▶ TASK:
Return exactly the lines that run from the one containing "of the rectangular" to the end of the entries, with both ends included.

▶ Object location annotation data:

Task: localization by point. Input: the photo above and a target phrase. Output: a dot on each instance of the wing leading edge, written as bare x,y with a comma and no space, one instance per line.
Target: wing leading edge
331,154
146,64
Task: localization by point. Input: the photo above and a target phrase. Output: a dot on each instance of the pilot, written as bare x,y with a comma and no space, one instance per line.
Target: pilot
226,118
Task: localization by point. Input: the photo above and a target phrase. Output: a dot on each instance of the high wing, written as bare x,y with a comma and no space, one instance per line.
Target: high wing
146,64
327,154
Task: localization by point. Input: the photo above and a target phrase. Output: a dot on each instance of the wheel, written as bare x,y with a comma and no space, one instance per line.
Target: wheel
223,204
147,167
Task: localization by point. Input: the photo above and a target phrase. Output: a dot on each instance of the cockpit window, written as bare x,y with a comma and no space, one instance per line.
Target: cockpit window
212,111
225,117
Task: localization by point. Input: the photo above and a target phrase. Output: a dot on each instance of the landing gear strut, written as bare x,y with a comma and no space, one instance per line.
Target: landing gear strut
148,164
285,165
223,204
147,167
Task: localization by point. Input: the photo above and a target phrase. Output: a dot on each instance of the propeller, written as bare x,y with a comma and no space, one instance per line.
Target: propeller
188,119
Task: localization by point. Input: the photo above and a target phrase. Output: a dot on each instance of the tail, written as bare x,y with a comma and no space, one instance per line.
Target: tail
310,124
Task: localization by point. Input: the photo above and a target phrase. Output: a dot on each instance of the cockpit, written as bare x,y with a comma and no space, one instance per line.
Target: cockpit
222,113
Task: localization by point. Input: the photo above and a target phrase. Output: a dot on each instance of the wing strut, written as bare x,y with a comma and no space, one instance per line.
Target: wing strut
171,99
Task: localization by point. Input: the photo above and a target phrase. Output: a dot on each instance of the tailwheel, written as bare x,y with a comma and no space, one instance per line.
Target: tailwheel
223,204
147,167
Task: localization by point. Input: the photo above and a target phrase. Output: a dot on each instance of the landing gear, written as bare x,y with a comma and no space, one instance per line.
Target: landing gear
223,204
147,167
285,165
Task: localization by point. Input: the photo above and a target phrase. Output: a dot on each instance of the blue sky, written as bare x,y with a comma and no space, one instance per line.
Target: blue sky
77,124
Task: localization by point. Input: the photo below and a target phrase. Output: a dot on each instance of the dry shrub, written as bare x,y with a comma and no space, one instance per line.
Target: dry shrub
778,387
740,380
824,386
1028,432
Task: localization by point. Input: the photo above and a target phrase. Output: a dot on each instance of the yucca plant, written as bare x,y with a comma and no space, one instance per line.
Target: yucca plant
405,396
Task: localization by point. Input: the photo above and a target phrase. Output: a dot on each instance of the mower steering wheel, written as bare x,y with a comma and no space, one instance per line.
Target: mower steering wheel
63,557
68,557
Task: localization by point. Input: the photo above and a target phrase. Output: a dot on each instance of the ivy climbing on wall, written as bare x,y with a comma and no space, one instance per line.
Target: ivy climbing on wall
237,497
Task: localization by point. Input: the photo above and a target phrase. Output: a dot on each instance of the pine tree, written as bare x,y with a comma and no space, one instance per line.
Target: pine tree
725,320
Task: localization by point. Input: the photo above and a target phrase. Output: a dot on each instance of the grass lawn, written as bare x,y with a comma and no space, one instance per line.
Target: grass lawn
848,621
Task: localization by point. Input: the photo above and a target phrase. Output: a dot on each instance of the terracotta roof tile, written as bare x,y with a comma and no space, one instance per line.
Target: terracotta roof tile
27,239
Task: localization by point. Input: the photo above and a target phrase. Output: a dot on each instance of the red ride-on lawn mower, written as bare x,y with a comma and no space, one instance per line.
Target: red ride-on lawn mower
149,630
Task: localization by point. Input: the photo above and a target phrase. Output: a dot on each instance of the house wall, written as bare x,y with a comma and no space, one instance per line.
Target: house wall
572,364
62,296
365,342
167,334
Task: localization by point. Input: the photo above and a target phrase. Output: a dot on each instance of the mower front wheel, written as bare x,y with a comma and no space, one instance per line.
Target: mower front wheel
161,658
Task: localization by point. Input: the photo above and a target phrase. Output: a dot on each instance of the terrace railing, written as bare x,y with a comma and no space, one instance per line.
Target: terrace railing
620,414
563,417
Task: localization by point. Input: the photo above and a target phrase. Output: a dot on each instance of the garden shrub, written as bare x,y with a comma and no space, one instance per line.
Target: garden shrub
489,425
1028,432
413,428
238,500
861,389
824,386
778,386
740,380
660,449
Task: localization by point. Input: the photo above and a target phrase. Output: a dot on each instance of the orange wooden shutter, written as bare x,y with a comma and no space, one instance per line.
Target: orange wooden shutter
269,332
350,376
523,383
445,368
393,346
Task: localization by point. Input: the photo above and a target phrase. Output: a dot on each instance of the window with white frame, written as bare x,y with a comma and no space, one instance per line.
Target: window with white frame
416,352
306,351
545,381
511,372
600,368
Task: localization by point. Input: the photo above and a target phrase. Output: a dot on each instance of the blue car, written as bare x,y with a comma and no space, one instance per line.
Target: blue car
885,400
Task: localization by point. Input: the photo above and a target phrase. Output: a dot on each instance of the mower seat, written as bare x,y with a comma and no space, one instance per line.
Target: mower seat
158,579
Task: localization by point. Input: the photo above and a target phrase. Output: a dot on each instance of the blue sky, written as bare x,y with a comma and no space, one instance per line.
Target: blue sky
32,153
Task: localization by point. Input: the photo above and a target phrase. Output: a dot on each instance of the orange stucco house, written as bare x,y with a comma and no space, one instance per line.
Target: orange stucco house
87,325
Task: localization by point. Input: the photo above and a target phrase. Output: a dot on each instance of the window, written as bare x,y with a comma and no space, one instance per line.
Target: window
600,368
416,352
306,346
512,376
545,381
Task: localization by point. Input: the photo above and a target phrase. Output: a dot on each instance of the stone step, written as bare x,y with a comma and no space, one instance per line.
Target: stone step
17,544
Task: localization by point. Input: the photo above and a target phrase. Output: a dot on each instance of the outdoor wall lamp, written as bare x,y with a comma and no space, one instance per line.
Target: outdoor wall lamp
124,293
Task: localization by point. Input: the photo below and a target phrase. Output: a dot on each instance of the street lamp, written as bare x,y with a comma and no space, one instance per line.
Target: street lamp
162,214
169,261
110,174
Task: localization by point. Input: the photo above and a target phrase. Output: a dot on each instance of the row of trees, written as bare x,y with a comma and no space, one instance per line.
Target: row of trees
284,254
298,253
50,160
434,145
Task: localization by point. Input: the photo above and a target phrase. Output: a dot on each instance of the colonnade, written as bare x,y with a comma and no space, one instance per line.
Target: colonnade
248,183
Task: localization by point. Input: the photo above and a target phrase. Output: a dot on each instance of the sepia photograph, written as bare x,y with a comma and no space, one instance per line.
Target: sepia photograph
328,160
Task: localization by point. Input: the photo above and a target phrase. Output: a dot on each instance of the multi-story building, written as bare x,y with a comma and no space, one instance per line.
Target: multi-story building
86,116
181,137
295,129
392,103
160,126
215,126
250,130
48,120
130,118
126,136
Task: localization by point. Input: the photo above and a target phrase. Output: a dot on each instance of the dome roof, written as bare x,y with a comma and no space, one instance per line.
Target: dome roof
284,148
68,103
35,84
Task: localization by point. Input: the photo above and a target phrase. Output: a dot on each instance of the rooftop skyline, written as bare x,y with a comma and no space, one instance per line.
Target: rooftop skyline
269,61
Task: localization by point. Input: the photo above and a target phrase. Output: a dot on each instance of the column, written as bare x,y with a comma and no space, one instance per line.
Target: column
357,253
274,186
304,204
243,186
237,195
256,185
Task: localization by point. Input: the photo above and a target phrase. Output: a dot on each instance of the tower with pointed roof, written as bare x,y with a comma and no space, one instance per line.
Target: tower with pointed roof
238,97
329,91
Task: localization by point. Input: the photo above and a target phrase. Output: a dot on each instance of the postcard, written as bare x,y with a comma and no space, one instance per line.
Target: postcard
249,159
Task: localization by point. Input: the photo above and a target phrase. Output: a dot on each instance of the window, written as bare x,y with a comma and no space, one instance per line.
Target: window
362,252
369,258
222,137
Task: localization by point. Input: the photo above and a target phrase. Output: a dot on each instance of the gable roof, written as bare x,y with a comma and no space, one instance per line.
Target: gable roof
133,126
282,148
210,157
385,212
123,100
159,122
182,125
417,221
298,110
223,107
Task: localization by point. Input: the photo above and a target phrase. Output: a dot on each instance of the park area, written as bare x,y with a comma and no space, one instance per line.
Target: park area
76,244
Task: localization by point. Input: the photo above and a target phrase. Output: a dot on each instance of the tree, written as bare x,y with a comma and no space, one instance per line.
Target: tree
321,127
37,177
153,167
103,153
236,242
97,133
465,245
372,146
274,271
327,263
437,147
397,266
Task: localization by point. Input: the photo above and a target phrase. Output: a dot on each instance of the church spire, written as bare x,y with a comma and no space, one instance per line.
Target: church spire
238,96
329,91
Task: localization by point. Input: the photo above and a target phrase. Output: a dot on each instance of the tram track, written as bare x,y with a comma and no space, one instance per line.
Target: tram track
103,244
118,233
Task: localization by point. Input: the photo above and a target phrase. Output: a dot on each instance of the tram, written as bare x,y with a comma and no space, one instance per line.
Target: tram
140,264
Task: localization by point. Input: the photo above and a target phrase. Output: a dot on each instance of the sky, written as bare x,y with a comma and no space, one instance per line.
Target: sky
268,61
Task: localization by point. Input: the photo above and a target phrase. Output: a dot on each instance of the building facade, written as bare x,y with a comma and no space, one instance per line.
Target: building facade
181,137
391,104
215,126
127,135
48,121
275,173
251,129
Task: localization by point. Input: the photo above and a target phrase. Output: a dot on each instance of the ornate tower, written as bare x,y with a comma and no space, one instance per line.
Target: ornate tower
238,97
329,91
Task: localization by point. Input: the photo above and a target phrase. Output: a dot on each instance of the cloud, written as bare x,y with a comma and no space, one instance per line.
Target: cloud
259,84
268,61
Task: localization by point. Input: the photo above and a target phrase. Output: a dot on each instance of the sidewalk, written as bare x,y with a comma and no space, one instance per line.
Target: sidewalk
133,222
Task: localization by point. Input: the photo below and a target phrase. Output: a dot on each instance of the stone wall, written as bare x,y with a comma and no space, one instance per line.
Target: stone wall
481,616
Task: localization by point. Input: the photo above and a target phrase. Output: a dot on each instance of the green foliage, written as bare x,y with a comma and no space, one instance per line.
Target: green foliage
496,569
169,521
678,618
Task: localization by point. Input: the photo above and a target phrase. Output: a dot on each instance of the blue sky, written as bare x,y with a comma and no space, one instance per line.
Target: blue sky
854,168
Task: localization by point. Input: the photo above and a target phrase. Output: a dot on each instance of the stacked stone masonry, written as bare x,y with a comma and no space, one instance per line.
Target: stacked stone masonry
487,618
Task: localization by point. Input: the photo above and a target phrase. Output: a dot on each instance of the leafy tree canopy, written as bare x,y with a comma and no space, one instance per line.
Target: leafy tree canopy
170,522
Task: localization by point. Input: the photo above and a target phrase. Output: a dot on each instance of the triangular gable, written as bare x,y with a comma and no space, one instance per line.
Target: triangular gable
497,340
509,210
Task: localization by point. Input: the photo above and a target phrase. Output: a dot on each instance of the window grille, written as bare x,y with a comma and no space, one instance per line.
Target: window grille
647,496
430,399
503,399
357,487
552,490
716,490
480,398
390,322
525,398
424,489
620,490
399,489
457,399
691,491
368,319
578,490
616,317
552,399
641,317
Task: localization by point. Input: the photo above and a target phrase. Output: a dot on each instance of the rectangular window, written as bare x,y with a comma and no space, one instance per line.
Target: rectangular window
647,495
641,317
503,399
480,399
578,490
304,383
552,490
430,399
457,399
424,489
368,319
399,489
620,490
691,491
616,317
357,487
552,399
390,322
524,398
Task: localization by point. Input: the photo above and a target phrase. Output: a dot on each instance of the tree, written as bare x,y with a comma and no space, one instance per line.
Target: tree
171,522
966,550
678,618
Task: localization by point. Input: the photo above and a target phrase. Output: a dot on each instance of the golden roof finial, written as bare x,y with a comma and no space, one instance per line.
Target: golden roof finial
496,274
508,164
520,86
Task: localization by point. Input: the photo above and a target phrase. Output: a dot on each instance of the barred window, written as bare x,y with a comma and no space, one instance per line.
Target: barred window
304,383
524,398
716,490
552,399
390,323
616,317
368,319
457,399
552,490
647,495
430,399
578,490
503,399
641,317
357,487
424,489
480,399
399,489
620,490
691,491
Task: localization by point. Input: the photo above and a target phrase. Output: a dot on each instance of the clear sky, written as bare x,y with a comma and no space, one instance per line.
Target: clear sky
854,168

▶ REPLY:
Task: localization by point. Input: the photo above and a target phrase. Output: a dot on each instance of the rectangular window, written as bare x,y with a comma and no space, one instance per line.
Target: rectangular window
647,495
641,317
503,399
480,399
578,490
304,383
552,490
430,399
457,399
424,489
368,319
399,489
620,490
691,491
616,317
357,487
552,399
390,322
524,398
Task: localization by point. Input: the photo above and a target phrase. Output: a dot on each instance of the tree, written as bare x,y with a comma and no space, one instance per line.
Target: tree
171,522
966,550
678,618
Task: localization by point. Input: the photo above and a target phrase. Output: a dot on each instance of the golden roof finial, written as bare x,y with a comma and no space, one instance per line.
Target: golden roof finial
496,274
508,164
520,86
Task: localization by point. Input: the photo above and a target phrase. Output: a dot on each instance of the barred window, written as bare x,y with a comma and no space, one instance per line.
Target: barred window
304,383
524,398
716,490
552,399
390,323
616,317
368,319
457,399
552,490
647,495
430,399
578,490
503,399
641,317
357,487
424,489
480,399
399,489
620,490
691,491
Task: localization by point. Input: the photo above and a target phrase. Output: a dot on each instance of the clear sky, written as bare x,y with a comma and no space, one instance per line.
Target: clear sky
854,168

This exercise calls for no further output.